PROBLEM REQUIREMENTS → How many lines in the records below contain the string "denim"? Case matters. Reply with the number alone.

# # # # #

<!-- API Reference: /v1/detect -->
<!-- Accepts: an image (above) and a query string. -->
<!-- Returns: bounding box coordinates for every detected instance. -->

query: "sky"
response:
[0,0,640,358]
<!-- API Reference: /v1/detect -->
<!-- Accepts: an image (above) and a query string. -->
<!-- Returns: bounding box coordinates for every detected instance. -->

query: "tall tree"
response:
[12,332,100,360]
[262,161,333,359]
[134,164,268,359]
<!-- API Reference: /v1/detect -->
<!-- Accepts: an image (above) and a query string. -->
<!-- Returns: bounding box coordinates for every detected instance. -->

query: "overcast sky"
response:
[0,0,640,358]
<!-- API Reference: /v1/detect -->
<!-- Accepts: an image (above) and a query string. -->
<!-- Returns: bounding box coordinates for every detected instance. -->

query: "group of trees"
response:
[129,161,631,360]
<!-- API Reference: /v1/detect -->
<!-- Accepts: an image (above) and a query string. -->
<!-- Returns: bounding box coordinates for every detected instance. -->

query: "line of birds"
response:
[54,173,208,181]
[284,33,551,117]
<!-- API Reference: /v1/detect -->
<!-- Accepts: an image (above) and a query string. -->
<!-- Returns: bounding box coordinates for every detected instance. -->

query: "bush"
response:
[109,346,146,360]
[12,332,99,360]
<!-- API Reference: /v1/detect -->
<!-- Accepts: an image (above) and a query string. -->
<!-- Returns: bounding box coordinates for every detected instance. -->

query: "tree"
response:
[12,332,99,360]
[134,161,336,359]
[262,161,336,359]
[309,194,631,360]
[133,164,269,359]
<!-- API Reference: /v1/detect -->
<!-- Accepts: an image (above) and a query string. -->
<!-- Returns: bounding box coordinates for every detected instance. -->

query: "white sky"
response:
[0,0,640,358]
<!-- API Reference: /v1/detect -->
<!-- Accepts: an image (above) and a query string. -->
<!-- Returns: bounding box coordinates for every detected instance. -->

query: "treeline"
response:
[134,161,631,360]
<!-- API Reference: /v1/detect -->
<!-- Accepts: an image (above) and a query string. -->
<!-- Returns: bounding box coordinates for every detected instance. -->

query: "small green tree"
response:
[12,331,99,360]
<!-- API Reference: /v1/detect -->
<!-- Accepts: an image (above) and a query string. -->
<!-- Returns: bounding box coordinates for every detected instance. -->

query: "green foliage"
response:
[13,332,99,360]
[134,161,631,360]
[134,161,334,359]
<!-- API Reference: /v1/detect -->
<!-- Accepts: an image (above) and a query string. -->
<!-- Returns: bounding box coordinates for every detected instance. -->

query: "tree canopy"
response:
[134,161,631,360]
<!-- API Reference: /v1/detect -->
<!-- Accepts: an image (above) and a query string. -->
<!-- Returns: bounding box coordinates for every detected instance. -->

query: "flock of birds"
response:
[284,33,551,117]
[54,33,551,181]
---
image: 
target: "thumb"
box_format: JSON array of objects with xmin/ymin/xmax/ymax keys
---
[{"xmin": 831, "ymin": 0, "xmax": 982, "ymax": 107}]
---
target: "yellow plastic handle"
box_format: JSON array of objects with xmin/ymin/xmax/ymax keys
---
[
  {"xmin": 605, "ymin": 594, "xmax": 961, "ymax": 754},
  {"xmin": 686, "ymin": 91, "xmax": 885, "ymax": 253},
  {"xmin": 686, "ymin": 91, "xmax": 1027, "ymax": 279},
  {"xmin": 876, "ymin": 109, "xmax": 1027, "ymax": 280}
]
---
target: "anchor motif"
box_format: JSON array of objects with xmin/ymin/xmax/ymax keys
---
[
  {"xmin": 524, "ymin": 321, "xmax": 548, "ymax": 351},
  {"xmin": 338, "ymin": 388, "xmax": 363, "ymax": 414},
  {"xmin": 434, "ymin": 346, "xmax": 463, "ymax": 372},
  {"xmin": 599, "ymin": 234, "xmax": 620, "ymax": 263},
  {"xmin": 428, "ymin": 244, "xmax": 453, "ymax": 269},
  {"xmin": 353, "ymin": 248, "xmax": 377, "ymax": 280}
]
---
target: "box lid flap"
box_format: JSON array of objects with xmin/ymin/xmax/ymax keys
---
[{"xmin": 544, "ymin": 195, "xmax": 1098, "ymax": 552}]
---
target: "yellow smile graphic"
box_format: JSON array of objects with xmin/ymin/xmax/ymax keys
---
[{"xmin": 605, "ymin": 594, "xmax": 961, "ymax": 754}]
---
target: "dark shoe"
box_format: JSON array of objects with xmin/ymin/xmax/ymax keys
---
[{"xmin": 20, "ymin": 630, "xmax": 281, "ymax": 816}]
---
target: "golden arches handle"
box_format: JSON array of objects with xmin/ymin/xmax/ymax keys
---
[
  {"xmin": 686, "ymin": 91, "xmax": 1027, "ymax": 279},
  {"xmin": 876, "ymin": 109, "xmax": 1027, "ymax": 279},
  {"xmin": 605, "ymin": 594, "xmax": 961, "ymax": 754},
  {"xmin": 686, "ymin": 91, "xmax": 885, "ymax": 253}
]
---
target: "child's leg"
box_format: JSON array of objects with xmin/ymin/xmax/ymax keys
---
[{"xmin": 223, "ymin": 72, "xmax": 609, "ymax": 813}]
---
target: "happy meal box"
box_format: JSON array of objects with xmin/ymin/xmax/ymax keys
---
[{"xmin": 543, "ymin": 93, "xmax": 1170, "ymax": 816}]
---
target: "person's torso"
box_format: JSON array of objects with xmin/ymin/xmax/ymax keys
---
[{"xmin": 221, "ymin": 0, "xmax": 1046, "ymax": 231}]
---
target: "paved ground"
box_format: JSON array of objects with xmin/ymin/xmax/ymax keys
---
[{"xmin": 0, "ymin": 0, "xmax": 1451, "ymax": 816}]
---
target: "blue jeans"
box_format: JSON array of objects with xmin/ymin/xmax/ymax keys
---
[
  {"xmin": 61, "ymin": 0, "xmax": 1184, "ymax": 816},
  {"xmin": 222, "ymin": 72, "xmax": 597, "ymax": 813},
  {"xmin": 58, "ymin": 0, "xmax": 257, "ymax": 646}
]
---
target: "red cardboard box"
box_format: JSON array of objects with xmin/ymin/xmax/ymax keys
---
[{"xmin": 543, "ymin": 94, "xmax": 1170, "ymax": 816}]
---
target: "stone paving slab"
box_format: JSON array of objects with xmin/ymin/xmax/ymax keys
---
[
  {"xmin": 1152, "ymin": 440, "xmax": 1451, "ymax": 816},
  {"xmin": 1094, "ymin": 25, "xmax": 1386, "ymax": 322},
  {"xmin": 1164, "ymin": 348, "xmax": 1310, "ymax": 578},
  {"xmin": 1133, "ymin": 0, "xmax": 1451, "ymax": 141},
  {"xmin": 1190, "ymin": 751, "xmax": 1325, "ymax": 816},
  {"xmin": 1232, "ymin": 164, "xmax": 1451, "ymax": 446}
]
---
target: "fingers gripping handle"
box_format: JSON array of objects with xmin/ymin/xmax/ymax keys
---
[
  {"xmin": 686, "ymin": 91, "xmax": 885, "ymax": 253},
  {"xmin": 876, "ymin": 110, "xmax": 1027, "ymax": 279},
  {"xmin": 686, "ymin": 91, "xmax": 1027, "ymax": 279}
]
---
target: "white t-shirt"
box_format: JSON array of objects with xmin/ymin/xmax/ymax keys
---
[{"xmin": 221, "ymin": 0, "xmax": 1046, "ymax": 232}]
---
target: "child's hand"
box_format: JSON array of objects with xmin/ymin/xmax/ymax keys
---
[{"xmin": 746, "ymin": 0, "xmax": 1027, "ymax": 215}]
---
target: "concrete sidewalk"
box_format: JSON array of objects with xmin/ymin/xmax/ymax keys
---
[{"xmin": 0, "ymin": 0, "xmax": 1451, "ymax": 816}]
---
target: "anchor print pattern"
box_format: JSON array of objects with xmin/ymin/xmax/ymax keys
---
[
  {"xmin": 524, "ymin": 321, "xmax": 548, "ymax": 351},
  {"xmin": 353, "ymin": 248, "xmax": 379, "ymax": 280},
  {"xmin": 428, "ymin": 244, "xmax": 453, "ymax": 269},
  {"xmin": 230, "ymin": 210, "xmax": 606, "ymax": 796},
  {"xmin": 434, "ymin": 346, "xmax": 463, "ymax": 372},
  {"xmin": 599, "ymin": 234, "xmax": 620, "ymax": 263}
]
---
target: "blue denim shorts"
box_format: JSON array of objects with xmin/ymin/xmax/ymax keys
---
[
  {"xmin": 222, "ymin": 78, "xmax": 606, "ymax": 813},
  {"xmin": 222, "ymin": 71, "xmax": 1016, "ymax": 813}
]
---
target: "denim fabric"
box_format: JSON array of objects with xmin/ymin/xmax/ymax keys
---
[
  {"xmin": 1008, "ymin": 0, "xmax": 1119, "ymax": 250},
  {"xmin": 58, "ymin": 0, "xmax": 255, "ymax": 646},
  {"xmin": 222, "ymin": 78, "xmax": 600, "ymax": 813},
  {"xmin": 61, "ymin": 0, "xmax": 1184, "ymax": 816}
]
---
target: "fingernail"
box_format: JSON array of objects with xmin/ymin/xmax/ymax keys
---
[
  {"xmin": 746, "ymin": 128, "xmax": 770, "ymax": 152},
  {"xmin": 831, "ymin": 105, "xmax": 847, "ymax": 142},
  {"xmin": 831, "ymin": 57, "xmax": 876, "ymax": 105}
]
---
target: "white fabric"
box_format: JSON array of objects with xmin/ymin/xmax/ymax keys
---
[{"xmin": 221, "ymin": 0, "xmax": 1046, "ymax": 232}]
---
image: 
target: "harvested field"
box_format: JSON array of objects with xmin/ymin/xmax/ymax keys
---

# # # # #

RESPONSE TO THIS TASK → 2